YOUR GOAL >>
Rewrite the records from their start through the line that contains "[(138, 228), (394, 219), (483, 206), (675, 199)]", keeping the requests, and shift every coordinate in the answers by adding 51 to each x and y value.

THE INPUT >>
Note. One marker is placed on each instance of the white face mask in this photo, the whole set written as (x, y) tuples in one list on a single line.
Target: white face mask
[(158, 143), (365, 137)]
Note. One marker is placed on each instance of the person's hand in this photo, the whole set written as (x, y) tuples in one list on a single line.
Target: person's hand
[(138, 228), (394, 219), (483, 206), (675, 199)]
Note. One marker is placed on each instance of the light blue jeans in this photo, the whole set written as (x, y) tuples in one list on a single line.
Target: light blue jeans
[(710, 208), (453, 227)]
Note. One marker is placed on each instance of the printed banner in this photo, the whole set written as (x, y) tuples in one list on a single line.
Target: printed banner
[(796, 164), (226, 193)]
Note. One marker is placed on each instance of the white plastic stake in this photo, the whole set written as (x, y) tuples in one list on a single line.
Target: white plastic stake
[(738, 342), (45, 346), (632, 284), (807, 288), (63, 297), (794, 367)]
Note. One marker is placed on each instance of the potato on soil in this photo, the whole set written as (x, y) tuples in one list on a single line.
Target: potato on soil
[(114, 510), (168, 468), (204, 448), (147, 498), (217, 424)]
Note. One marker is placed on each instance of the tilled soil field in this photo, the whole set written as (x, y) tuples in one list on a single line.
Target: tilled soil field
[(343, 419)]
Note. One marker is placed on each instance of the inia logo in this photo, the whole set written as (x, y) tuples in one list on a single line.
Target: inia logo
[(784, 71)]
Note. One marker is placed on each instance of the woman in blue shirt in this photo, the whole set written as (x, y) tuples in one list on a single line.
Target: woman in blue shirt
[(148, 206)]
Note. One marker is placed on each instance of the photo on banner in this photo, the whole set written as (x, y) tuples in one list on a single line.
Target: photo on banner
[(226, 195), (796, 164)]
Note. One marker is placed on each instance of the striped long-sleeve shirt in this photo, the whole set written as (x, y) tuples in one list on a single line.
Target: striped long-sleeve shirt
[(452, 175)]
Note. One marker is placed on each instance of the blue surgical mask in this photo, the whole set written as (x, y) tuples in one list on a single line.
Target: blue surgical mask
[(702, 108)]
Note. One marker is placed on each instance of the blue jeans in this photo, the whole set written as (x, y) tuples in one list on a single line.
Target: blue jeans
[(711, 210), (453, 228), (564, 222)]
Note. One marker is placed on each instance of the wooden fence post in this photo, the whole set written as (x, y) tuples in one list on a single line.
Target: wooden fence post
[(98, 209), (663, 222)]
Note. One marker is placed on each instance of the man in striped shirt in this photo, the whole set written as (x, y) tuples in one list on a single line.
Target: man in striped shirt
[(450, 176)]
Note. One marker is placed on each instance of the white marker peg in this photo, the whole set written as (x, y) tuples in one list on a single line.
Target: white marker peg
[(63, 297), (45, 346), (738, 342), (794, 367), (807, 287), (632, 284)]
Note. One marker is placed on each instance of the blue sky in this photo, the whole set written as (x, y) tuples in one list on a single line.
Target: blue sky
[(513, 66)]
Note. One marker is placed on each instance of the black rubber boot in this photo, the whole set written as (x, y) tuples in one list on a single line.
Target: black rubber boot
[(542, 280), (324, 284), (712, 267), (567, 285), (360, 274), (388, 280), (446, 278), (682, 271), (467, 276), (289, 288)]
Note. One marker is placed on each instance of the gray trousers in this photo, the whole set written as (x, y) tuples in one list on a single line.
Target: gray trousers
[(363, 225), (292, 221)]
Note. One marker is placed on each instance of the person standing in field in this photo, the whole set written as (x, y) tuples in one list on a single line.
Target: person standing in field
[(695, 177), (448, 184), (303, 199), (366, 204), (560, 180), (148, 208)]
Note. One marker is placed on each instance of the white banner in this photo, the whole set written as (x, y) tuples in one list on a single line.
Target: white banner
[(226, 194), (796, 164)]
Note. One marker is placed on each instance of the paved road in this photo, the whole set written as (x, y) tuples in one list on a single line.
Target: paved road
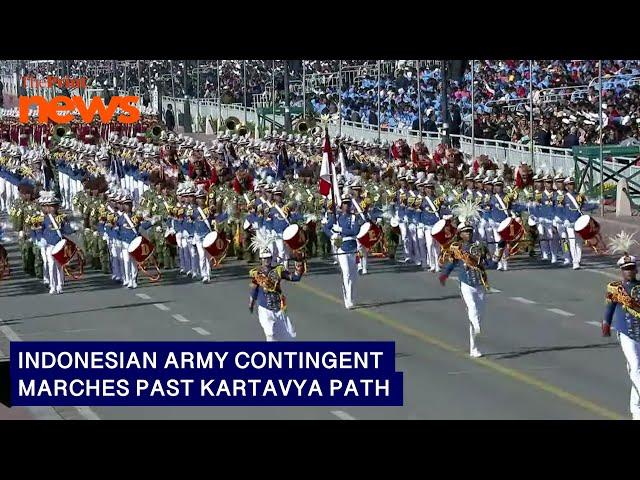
[(545, 356)]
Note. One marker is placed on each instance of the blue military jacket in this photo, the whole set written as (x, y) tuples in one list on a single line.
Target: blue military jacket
[(620, 309)]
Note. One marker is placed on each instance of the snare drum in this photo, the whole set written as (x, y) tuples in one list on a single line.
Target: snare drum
[(510, 230), (64, 251), (294, 237), (587, 227), (369, 234), (443, 231), (215, 243), (140, 248)]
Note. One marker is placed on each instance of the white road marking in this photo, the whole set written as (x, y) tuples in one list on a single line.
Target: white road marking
[(87, 413), (523, 300), (47, 412), (560, 312), (342, 415), (9, 333), (602, 272), (201, 331)]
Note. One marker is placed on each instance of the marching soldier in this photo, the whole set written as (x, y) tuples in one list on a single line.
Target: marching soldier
[(473, 259), (54, 227), (622, 311), (266, 291), (129, 224), (343, 231), (575, 206)]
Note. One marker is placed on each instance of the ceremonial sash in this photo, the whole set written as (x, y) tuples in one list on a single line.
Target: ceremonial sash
[(432, 206), (575, 203), (502, 205), (55, 225), (204, 218), (126, 217), (277, 207), (359, 208)]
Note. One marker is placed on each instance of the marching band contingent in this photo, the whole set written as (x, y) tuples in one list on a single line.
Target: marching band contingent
[(147, 200)]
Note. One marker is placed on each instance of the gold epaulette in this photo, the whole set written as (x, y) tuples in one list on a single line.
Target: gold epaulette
[(613, 286)]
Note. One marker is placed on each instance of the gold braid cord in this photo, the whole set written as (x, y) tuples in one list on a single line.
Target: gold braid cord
[(455, 251), (617, 294)]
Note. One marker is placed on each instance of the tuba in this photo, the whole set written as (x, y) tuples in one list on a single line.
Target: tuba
[(58, 132), (235, 125), (154, 131)]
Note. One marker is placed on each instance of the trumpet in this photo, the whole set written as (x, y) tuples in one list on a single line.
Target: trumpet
[(234, 124)]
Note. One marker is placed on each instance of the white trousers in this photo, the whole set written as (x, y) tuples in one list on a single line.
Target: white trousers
[(3, 204), (347, 262), (422, 256), (189, 254), (575, 244), (505, 253), (364, 259), (474, 300), (280, 253), (130, 266), (562, 238), (56, 275), (631, 350), (412, 233), (406, 241), (432, 248), (117, 264), (203, 256), (45, 263), (276, 325)]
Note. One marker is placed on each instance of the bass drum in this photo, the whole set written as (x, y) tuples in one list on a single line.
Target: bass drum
[(215, 243), (443, 231), (140, 248)]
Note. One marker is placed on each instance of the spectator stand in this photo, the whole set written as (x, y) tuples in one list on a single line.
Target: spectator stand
[(621, 162)]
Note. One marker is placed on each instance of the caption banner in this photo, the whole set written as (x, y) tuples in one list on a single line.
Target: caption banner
[(204, 374)]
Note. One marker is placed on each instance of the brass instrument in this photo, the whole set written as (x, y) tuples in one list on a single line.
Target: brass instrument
[(154, 131), (60, 131), (302, 125), (234, 124)]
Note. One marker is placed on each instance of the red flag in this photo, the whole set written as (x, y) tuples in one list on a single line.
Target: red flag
[(325, 169)]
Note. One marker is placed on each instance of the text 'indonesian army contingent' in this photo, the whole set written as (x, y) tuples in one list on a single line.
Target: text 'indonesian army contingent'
[(134, 199)]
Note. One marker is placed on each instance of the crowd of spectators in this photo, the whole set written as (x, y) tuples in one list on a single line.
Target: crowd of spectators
[(501, 92)]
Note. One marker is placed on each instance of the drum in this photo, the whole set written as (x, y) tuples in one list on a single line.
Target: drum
[(140, 248), (395, 225), (510, 230), (369, 234), (443, 231), (64, 251), (215, 243), (294, 237), (587, 227), (170, 238)]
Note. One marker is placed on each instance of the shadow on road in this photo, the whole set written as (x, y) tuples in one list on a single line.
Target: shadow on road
[(533, 350)]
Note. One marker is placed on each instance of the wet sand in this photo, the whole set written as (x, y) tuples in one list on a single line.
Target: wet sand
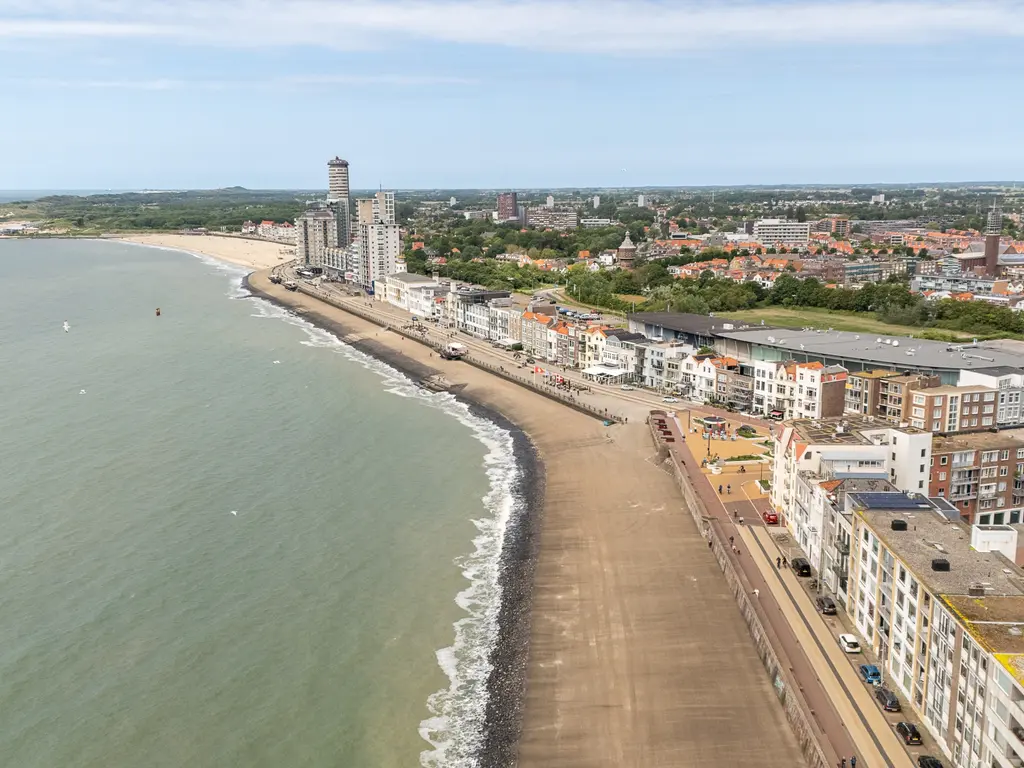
[(637, 652), (257, 254)]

FULL ANSWER >>
Note. One marker is placed on each instance of the white face mask in this photo, the whole set written as (x, y) tuples in one list on a single line.
Target: white face mask
[(209, 194), (416, 188)]
Note. One marker is placed on each instance of the person's hand in this photo, the whole set written as (x, y) tuples in one list on a single line.
Target: person's hand
[(189, 279), (445, 270), (534, 257), (726, 250)]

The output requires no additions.